[[ Text block, beginning ]]
Barack Obama on Friday becomes the first sitting US president to visit Hiroshima, site of the world's first atomic bombing, a gesture Washington and Tokyo hope will showcase their alliance and breathe life into stalled efforts to abolish nuclear arms.
Even before it occurs, though, the visit has stirred debate, with critics accusing both sides of having selective memories and pointing to paradoxes in policies relying on nuclear deterrence while calling for an end to atomic arms.
The two governments hope Obama's tour of Hiroshima, where an atomic bomb killed thousands instantly on August 6, 1945, and some 140,000 by the year's end, will highlight a new level of reconciliation and tighter ties between the former enemies.
Aides say Obama's main objective in Hiroshima, where he will lay a wreath at a peace memorial, is to showcase his nuclear disarmament agenda for which he won the Nobel Peace Prize in 2009.
[[ Text block, end ]]
▶ _Questions to answer_:
**A.** In two sentences, what does the article on Obama's Hiroshima visit say?
**B.** Can you pick up the article on Obama's Hiroshima visit after its last sentence and keep it going?
[[ Provided records, beginning ]]
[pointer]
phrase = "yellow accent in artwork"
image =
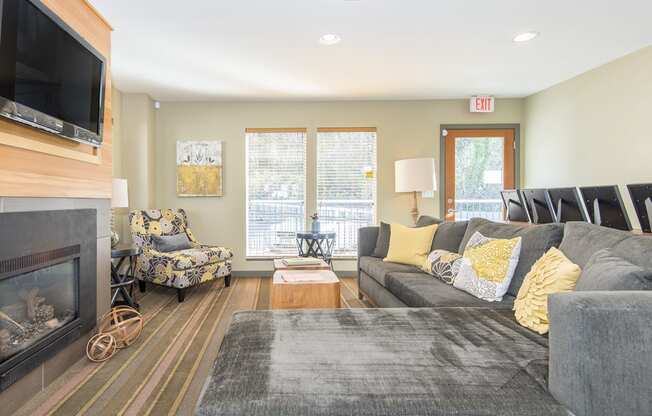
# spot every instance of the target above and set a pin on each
(195, 180)
(491, 260)
(409, 245)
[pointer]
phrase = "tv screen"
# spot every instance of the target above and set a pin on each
(45, 66)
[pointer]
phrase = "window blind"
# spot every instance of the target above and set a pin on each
(276, 182)
(346, 183)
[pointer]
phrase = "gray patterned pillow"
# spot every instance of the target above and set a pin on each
(444, 265)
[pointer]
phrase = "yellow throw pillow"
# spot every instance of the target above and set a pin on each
(410, 245)
(552, 273)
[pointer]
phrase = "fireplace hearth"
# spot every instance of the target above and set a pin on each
(47, 266)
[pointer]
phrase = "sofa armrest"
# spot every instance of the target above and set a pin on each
(367, 237)
(601, 352)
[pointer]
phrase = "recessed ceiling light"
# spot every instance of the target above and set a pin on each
(329, 39)
(525, 37)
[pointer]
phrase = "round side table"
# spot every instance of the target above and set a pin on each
(319, 245)
(120, 281)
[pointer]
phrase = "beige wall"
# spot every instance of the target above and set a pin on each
(138, 148)
(405, 129)
(593, 129)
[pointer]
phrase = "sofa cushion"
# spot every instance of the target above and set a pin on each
(449, 236)
(410, 245)
(384, 232)
(606, 271)
(378, 269)
(488, 266)
(419, 290)
(381, 362)
(444, 265)
(582, 240)
(552, 273)
(536, 241)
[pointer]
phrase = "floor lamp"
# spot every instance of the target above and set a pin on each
(119, 199)
(415, 175)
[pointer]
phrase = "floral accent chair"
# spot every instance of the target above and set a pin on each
(177, 269)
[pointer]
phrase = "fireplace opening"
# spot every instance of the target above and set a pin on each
(48, 286)
(35, 304)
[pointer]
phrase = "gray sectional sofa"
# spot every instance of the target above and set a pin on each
(433, 350)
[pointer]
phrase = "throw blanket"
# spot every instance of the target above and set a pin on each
(426, 361)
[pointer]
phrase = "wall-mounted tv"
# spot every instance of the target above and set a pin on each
(50, 78)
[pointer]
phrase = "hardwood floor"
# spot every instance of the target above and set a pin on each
(164, 371)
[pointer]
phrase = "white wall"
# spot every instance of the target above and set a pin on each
(593, 129)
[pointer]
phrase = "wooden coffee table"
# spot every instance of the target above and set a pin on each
(279, 265)
(321, 293)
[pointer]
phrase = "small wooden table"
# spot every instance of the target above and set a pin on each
(319, 245)
(322, 293)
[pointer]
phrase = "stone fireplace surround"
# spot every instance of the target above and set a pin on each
(56, 363)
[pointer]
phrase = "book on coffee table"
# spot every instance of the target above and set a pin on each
(298, 277)
(300, 264)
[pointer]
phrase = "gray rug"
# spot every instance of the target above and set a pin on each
(446, 361)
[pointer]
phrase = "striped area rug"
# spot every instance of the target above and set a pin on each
(163, 372)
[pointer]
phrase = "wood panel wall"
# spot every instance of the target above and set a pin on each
(38, 164)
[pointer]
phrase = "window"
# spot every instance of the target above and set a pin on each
(346, 183)
(276, 182)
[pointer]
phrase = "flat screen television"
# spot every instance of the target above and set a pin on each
(538, 206)
(50, 78)
(567, 205)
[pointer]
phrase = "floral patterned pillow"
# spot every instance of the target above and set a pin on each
(444, 265)
(488, 266)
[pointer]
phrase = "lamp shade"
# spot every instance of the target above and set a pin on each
(120, 197)
(415, 175)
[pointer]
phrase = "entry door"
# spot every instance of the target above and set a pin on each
(478, 165)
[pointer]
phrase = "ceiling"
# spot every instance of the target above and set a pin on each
(391, 49)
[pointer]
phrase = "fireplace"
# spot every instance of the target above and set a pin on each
(47, 286)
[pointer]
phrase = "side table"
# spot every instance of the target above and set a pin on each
(120, 282)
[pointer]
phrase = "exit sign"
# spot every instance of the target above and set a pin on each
(482, 104)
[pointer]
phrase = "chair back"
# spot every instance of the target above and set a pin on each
(159, 222)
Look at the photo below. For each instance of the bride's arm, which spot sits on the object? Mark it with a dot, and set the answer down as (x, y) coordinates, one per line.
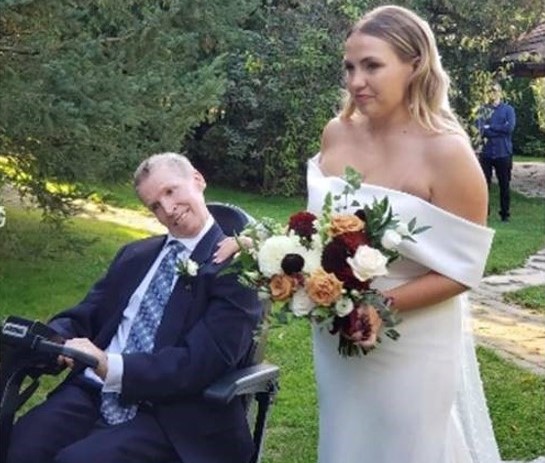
(229, 246)
(457, 186)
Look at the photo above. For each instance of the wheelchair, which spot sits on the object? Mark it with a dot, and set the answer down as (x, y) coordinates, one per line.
(29, 350)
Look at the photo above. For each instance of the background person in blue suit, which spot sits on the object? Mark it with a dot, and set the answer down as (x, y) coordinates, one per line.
(204, 330)
(496, 124)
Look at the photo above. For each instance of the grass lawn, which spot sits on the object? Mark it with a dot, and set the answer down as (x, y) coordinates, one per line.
(532, 298)
(39, 275)
(513, 243)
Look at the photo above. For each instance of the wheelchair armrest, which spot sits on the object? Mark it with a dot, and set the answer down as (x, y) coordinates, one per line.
(249, 380)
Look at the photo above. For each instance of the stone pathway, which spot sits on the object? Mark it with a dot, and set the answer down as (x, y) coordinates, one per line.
(514, 333)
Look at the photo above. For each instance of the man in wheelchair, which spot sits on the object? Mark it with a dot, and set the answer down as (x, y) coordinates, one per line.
(162, 324)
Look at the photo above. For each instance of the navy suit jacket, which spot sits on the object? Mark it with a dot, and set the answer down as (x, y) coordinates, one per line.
(206, 331)
(500, 121)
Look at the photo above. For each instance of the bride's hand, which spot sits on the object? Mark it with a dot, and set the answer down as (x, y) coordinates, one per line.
(229, 246)
(368, 324)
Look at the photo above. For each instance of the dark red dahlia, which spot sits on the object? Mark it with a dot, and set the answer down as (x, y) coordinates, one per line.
(334, 258)
(292, 263)
(302, 223)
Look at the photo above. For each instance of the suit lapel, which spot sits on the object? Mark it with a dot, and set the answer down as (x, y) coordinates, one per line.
(137, 263)
(181, 302)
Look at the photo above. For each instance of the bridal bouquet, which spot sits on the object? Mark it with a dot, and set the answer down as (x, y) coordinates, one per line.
(322, 267)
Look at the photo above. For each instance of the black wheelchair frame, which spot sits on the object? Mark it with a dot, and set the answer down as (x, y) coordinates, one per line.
(29, 350)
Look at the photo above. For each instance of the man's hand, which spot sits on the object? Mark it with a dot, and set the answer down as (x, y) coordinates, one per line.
(86, 346)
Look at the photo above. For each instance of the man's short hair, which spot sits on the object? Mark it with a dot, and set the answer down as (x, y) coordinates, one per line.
(176, 160)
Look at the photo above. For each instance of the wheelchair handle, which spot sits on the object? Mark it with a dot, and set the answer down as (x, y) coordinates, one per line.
(42, 345)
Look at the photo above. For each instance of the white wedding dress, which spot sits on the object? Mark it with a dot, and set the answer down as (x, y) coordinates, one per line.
(418, 399)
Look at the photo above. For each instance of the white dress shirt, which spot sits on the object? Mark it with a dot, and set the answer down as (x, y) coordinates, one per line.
(114, 375)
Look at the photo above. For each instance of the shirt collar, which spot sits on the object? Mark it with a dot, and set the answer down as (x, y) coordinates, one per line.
(191, 243)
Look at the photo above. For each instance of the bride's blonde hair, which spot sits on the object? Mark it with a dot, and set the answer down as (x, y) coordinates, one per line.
(412, 39)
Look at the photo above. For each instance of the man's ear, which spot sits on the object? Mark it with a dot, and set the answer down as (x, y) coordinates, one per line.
(199, 180)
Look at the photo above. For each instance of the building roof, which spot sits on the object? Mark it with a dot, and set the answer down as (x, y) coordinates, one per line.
(528, 53)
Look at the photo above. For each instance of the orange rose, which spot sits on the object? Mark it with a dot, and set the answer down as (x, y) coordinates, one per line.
(342, 223)
(323, 288)
(282, 286)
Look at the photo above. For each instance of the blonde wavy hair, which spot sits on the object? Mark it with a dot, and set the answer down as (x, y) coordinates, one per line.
(412, 38)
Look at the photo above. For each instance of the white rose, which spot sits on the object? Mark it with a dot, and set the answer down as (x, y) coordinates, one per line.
(192, 267)
(344, 306)
(367, 263)
(403, 229)
(390, 239)
(300, 303)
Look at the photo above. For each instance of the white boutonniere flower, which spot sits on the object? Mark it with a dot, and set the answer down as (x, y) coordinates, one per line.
(188, 268)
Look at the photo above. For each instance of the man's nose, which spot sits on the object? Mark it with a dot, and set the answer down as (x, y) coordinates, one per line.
(169, 206)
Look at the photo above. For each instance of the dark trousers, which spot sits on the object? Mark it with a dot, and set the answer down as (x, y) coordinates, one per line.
(67, 428)
(502, 168)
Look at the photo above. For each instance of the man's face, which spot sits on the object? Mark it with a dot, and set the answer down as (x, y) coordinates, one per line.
(495, 94)
(176, 200)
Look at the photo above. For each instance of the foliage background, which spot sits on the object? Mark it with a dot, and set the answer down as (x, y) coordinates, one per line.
(244, 86)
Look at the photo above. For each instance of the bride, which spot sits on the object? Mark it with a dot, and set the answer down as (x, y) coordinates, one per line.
(419, 399)
(398, 404)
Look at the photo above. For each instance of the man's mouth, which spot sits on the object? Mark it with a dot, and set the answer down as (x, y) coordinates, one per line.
(180, 217)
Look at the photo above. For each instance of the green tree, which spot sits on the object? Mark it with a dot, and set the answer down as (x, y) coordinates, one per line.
(90, 87)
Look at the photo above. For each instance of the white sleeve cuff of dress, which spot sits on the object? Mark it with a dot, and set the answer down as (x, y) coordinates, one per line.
(112, 382)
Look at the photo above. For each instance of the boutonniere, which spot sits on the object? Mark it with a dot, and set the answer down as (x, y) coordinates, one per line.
(188, 268)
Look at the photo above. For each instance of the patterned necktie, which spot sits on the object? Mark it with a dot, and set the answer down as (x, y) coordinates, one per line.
(144, 328)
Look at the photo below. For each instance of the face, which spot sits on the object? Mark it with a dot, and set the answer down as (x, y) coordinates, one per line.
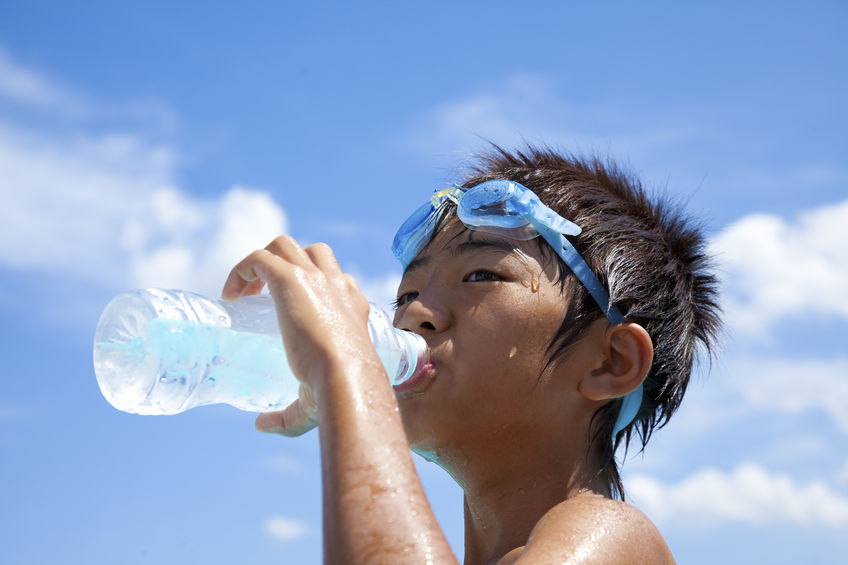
(488, 308)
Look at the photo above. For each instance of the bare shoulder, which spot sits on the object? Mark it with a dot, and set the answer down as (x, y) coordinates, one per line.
(593, 529)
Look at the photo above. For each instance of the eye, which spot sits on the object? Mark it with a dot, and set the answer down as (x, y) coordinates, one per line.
(404, 299)
(482, 275)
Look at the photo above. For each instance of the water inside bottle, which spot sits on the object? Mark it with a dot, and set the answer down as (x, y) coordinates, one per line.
(194, 364)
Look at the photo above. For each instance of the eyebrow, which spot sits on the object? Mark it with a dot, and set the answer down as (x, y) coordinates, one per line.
(463, 248)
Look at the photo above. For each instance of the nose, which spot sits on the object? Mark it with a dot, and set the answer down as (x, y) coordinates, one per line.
(423, 317)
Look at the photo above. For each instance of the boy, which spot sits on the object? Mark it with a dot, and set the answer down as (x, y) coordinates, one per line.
(549, 347)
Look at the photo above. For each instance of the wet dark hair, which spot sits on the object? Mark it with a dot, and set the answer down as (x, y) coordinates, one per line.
(649, 256)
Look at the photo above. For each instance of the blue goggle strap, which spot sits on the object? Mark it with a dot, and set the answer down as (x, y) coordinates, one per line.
(632, 401)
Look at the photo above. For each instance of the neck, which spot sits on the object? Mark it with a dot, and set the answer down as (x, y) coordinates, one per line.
(504, 502)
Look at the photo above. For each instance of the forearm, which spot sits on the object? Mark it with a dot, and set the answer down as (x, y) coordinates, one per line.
(375, 509)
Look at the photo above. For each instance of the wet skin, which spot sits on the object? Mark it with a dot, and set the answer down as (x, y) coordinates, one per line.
(512, 430)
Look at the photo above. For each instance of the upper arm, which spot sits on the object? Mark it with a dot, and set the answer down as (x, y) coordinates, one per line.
(597, 531)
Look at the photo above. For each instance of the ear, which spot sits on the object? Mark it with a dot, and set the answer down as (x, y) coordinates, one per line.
(626, 356)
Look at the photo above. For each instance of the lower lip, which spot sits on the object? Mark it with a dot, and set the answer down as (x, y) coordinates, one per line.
(418, 381)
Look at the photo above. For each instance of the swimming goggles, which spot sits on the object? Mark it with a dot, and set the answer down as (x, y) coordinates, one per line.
(508, 209)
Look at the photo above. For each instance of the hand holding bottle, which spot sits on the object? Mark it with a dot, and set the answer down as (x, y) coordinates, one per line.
(322, 316)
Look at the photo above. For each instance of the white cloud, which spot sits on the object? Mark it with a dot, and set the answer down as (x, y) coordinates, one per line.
(748, 494)
(774, 268)
(285, 529)
(791, 386)
(35, 89)
(104, 209)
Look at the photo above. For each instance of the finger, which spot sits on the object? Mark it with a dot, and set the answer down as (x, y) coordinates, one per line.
(291, 422)
(322, 256)
(288, 248)
(248, 276)
(296, 419)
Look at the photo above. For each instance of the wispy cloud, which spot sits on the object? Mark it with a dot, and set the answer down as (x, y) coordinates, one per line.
(774, 385)
(31, 88)
(285, 529)
(105, 208)
(748, 494)
(775, 268)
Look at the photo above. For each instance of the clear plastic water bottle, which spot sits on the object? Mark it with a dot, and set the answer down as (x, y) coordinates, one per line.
(165, 351)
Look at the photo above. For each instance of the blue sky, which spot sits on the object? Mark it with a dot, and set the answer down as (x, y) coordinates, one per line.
[[ Provided records, end ]]
▶ _Per-task outputs_:
**A.** Barack Obama becomes the first sitting US president to visit Hiroshima, where an atomic bomb killed thousands instantly in 1945 and some 140,000 by that year's end, in a trip Washington and Tokyo hope will showcase their alliance and a new level of reconciliation. The visit has already stirred debate over selective memories and policies that rely on nuclear deterrence, while aides say Obama's main aim is to showcase the nuclear disarmament agenda that won him the 2009 Nobel Peace Prize.

**B.**
Obama has said he will honour all who died in World War Two but will not apologise for the bombing. The city of Nagasaki was hit by a second nuclear bomb on August 9, 1945, and Japan surrendered six days later.
A majority of Americans see the bombings as having been necessary to end the war and save lives, although some historians question that view. Most Japanese believe they were unjustified.
"I’m coming, first and foremost, to remember and honour the tens of millions of lives lost during the Second World War. Hiroshima reminds us that war, no matter the cause or countries involved, results in tremendous suffering and loss, especially for innocent civilians," Obama said in written responses to questions published in the Asahi newspaper on Friday.
The White House debated whether the time was right for Obama to break a decades-old taboo on presidential visits to Hiroshima, especially in an election year.
But Obama's aides defused most negative reaction from military veterans' groups by insisting he would not second-guess the decision to drop the bombs.
"I will not revisit the decision to use atomic weapons in Hiroshima and Nagasaki, but I will point out that Prime Minister (Shinzo) Abe and I coming to Hiroshima together shows the world the possibility of reconciliation—that even former adversaries can become the strongest of allies," Obama told the Asahi.
World War Two flying ace Dean “Diz” Laird, 95, who shot down Japanese fighters and dropped bombs on Tokyo, said he was pleased that Obama was making the visit.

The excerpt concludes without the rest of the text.